--- START Data in this exercise ---

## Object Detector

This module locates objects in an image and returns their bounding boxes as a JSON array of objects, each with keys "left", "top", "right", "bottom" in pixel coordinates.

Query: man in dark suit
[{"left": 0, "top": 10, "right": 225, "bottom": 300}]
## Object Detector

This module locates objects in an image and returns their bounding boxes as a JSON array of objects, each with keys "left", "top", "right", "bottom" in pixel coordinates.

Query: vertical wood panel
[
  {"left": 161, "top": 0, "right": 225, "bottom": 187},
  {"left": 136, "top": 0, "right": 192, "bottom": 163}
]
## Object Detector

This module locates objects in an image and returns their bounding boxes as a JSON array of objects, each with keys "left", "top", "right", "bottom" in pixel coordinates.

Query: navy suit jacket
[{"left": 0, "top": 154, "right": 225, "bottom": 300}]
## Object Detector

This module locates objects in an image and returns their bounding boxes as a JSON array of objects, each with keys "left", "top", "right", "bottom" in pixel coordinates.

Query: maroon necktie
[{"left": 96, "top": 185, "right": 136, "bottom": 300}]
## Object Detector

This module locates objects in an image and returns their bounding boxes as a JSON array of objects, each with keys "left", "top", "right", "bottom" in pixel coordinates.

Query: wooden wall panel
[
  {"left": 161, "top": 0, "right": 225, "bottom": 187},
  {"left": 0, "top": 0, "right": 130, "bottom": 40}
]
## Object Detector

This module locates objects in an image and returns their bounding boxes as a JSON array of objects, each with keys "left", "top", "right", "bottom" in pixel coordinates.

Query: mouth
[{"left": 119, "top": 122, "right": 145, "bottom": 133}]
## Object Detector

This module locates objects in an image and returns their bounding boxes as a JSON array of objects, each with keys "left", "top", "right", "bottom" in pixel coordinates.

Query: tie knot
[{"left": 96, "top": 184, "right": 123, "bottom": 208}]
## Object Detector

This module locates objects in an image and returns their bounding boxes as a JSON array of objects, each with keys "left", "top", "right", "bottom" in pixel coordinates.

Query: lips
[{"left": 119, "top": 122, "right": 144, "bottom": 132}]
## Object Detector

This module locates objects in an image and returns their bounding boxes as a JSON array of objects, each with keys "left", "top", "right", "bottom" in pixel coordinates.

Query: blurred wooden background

--- END Data in this exercise ---

What to do >> Pick out each line of the rows above that contains the string "wooden" and copy it. Case counts, so match only lines with that exact capitalization.

Written answer >>
Query: wooden wall panel
Query: blurred wooden background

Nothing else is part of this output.